(Dataset entries)
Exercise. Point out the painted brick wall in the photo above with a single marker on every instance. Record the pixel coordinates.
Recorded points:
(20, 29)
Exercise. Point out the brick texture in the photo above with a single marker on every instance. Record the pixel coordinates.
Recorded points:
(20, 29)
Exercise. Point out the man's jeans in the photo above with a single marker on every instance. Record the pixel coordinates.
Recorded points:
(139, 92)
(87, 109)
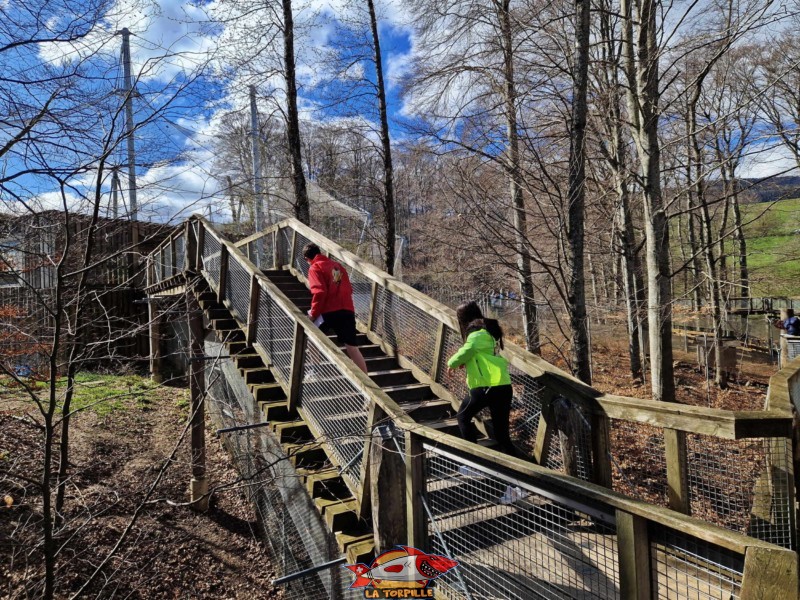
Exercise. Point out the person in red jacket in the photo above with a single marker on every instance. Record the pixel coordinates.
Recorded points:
(332, 299)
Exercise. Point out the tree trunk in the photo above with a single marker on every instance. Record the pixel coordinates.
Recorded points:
(388, 169)
(301, 206)
(576, 294)
(524, 273)
(641, 56)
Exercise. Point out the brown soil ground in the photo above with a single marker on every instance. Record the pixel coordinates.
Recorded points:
(172, 551)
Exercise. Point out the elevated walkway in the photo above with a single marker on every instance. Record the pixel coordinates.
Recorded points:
(600, 509)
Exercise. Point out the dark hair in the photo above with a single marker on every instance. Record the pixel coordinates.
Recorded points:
(310, 251)
(471, 319)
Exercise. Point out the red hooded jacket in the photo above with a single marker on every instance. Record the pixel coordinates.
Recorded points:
(330, 287)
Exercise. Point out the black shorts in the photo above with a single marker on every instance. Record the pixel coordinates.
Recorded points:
(343, 324)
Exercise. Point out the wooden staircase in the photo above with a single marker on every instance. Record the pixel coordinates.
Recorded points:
(318, 474)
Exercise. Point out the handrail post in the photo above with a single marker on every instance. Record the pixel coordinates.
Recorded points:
(677, 470)
(201, 242)
(190, 248)
(296, 373)
(373, 302)
(173, 263)
(252, 310)
(633, 547)
(438, 351)
(223, 273)
(416, 523)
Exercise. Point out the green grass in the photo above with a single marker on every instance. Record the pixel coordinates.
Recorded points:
(773, 247)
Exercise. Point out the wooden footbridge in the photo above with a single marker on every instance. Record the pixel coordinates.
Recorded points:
(618, 498)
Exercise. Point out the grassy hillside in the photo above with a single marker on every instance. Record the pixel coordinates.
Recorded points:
(772, 230)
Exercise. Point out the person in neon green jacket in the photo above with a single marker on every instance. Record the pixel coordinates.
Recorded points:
(487, 375)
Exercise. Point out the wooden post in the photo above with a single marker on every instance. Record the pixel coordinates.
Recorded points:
(298, 358)
(633, 546)
(438, 350)
(769, 573)
(201, 241)
(199, 484)
(223, 273)
(785, 314)
(252, 310)
(190, 247)
(372, 305)
(387, 477)
(601, 450)
(416, 521)
(677, 470)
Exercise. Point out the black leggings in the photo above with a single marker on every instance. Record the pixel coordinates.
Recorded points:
(498, 399)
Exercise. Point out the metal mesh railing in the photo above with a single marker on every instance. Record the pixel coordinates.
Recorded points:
(337, 410)
(238, 289)
(639, 466)
(211, 258)
(684, 566)
(513, 540)
(275, 334)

### What is expected
Please transcribe the entries precisely and omit any images they hold.

### Solution to this problem
Exercise. Point out the painted brick wall in the photo above with a single marker on every instance. Record the pixel coordinates.
Recorded points:
(20, 29)
Exercise. Point out the brick texture in the photo above with a single marker on every instance. Record the pixel coordinates.
Recorded points:
(20, 29)
Exercise. Point out the man's jeans in the photo above with a single marker on every instance. Record the pixel coordinates.
Recorded points:
(139, 92)
(87, 109)
Exercise. Point out the person in red jacket in the photo above with a single marker on every instance. Record the pixel coordinates.
Recorded points:
(332, 299)
Exercise. Point out the tree trunk in the photo above with a single marker on every instance. Record the pixel coordinates.
Recorded points:
(388, 169)
(301, 206)
(576, 294)
(524, 273)
(641, 56)
Exercise. Point out the brown soil ground in the photo above with a single marker on every instance. Record the pixel coordinates.
Recorded points:
(172, 551)
Exercise. Point out the elevated walkway in the photo above with a single marker on every instance. Record the pixel coordinates.
Recorded points:
(600, 509)
Exercise. Point out the dark hair in the photo above with a single marker on every instance. Record the pixel coordinates.
Recorded points:
(310, 251)
(471, 319)
Exercise. Point out the red hooded jacket in the photo above with a single marker on every instance. Record the pixel coordinates.
Recorded points:
(330, 287)
Exercise. Point out the black shorts in the photo above with a single marker on every instance. Record the pixel coordinates.
Recorded points:
(343, 324)
Exercise. Point out the wooden staircase in the photo above with a single marker on every instance. Record the pixel coordinates.
Recorded points:
(318, 474)
Exercise. Point out the handrail post in the photo above with a single marker on every instance. Record the pixel coordinates.
Recorded points:
(677, 470)
(201, 242)
(190, 248)
(296, 373)
(373, 302)
(173, 263)
(252, 310)
(633, 547)
(438, 351)
(223, 273)
(416, 523)
Exercise. Point out the green grass in the photo above with a single marker on every instance. Record the pixel coordinates.
Recorded points:
(773, 247)
Exercise. Point out the wooden footbridge in the photo above with a single marker on every instance. Record the pixel coordinates.
Recorded points:
(618, 498)
Exercise. Point out the grassy hillside in the photo above with a single marker on every instance. Record the pixel coordinates.
Recorded points:
(772, 230)
Exercise. Point out the person in neon green jacket in the photo above with a single marker on every instance. Record the pixel coordinates.
Recorded points:
(487, 375)
Exercise. Point out the wooden post in the photo above with a single marker on every instance. Record the pixel coordinates.
Recorded points:
(298, 358)
(633, 546)
(438, 350)
(769, 573)
(201, 241)
(199, 484)
(223, 273)
(785, 314)
(252, 310)
(190, 247)
(372, 305)
(387, 477)
(601, 450)
(416, 521)
(677, 470)
Exercise. Point out the black leggings in the photo above with a single marker on every instance. Record the pixel coordinates.
Recorded points:
(498, 399)
Exercise. Point out the metal mesh railing in the photo above with a single marker on every instance. Record the pixel coordinates.
Recorded points:
(337, 410)
(238, 289)
(639, 466)
(211, 258)
(684, 566)
(513, 540)
(275, 334)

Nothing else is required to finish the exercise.